WHAT IS REQUIRED => Would you output the whole listing below, exactly as it reads?

INPUT FOR THIS TASK =>
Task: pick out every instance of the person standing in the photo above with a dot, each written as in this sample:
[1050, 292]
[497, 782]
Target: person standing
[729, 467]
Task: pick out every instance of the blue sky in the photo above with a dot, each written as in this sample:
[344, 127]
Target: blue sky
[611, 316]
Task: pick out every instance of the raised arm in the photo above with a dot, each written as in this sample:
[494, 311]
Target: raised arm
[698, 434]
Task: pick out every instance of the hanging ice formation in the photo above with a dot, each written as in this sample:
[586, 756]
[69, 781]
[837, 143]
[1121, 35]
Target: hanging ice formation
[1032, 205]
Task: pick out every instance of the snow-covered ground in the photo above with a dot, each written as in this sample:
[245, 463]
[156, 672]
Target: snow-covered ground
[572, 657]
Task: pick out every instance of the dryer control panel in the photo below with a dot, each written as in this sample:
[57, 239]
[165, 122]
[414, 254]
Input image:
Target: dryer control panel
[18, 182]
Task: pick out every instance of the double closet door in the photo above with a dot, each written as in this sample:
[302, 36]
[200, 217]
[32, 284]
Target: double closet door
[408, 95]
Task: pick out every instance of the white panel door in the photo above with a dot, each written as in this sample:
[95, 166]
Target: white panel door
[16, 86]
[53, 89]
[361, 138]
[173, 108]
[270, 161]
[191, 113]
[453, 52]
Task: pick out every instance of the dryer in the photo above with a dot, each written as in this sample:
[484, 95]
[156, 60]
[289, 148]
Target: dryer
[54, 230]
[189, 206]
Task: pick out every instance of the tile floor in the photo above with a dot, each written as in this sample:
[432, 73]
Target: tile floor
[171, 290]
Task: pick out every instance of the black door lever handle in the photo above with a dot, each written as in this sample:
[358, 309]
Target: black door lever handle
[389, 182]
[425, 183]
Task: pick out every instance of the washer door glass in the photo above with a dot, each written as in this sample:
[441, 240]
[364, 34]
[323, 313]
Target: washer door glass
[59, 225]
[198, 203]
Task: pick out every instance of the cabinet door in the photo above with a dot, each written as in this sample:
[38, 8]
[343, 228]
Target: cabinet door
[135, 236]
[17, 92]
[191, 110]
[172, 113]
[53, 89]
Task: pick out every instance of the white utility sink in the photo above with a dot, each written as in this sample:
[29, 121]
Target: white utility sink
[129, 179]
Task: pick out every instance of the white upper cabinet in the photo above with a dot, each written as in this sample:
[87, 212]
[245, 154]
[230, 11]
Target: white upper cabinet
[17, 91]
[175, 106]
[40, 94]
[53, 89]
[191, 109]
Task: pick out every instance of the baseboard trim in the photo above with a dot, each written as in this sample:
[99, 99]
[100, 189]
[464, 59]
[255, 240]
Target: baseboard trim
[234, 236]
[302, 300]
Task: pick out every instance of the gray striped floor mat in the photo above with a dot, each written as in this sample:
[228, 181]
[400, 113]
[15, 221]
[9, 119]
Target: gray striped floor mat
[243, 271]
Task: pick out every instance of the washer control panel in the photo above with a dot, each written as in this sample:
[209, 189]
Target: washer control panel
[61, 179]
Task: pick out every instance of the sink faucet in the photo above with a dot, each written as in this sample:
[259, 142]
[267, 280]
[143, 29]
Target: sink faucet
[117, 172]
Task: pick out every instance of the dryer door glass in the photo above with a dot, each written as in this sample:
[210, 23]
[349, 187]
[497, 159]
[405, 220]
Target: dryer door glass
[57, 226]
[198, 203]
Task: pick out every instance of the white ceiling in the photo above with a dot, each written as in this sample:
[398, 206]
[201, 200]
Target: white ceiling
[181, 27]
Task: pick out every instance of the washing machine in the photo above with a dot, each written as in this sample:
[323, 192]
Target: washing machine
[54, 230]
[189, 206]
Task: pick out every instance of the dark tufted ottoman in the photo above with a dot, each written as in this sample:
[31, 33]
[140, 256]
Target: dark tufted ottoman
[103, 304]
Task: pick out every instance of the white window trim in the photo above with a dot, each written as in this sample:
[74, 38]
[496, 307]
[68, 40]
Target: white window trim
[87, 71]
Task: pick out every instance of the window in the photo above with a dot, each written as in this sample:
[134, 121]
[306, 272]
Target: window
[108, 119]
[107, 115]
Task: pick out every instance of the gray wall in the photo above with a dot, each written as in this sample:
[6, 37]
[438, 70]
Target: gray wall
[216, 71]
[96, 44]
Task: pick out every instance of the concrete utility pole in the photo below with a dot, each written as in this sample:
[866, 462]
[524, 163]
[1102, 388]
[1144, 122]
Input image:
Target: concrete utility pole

EXERCISE OUTPUT =>
Task: pick out every instance of the person standing in the photo above with a dot, each written as in this sample:
[1050, 292]
[497, 782]
Target: person standing
[729, 467]
Task: pick out every instance of the blue sky in the photo above with a dot, each written as in this sample:
[344, 127]
Target: blue sky
[611, 316]
Task: pick out every instance of the raised arm in the photo above with a dot, each written as in this sample:
[494, 311]
Target: raised arm
[698, 434]
Task: pick out every instance of the hanging ice formation in the photo above with a dot, each written as in this sample:
[586, 756]
[69, 781]
[837, 143]
[1121, 35]
Target: hanging ice formation
[1032, 205]
Task: pick out every instance of the snow-covered ground in the photo above with a dot, each written as in this sample:
[245, 463]
[156, 672]
Target: snow-covered ground
[572, 657]
Task: pick out every instance of the dryer control panel in the photo below with a dot, each written as in this sample:
[57, 239]
[165, 122]
[414, 254]
Input image:
Target: dryer control panel
[18, 182]
Task: pick out every instance of the double closet door in the photo above with a dot, each written as in this sample:
[302, 36]
[200, 217]
[32, 284]
Target: double closet door
[408, 95]
Task: pick out every instance of the white panel door in the photo above with a dot, each written as in this sample:
[95, 166]
Target: white panel door
[16, 86]
[53, 89]
[361, 138]
[173, 108]
[270, 161]
[191, 113]
[453, 52]
Task: pick out every instance of the dryer in the photo above with a dot, each written as in this sample:
[484, 95]
[156, 60]
[289, 148]
Target: dryer
[54, 230]
[189, 206]
Task: pick out every instance of the tile floor in the photo above with a dot, each written as in this sample:
[432, 73]
Target: tile floor
[171, 290]
Task: pick out every instance of the black door lever handle in the photo above with a dot, each written as in this sample:
[358, 309]
Target: black door lever handle
[389, 182]
[425, 183]
Task: pick out every instance of the washer door glass in the photo above with a dot, each written as in this sample:
[441, 240]
[364, 34]
[323, 313]
Target: washer door glass
[59, 225]
[198, 203]
Task: pick out every instance of the cabinet door in the photo above with a dot, each written as in this sample:
[38, 8]
[343, 228]
Target: cabinet door
[135, 236]
[17, 92]
[191, 110]
[172, 113]
[53, 89]
Task: pick out every instance of the white utility sink in the photo above with a dot, each written as in this sample:
[29, 121]
Target: white utility sink
[129, 179]
Task: pick out every instance of the white upper cabinet in the photo above with a dot, each written as in this sample:
[87, 212]
[245, 154]
[230, 11]
Target: white upper cabinet
[17, 91]
[175, 106]
[40, 94]
[53, 89]
[191, 109]
Task: pick out every instance of the baseboard trim in the photo above with a dot, each written as in this sample:
[99, 99]
[100, 189]
[464, 59]
[255, 240]
Target: baseboard trim
[234, 236]
[302, 300]
Task: pick out every instance of the gray striped floor mat in the photo above with a dot, each written as in this sample:
[228, 181]
[400, 113]
[15, 221]
[9, 119]
Target: gray striped floor mat
[243, 271]
Task: pick out every instance of the washer control panel in the photo above with a dot, each written as in this sample:
[209, 189]
Target: washer control panel
[61, 179]
Task: pick out every instance of the sink faucet in the photo above with a dot, each written as in this sample:
[259, 142]
[267, 280]
[143, 29]
Target: sink faucet
[117, 172]
Task: pick out every instance of the dryer door glass in the photo above with a dot, each written as in this sample:
[210, 23]
[349, 187]
[497, 159]
[405, 220]
Target: dryer door glass
[57, 226]
[198, 203]
Task: pick out every instance of the white ceiling in the photo above with a dot, each written as in this sample:
[398, 206]
[201, 200]
Target: white ceiling
[181, 27]
Task: pick out every instance of the washing machine in the photo above with a dot, each written as in this sample:
[323, 192]
Target: washing machine
[54, 230]
[189, 206]
Task: pick out every instance of the dark tufted ottoman in the photo above with a dot, each written as in this sample:
[31, 33]
[140, 256]
Target: dark tufted ottoman
[103, 304]
Task: pick out every instance of the white window trim in the photo above with a dot, each written as in this sample:
[74, 38]
[496, 307]
[68, 40]
Target: white window trim
[87, 71]
Task: pick out every instance of the window in the photo above with a dot, each written as in this sample:
[134, 121]
[306, 272]
Target: window
[108, 119]
[107, 115]
Task: pick out every instance of the gray wall in the photo above with a dot, each written as in this sample:
[6, 37]
[438, 70]
Target: gray wall
[216, 71]
[96, 44]
Task: pick out every instance of the concrete utility pole in the photo below with a dot, each written as in this sample:
[866, 462]
[524, 163]
[1102, 388]
[1144, 122]
Input image:
Target: concrete utility pole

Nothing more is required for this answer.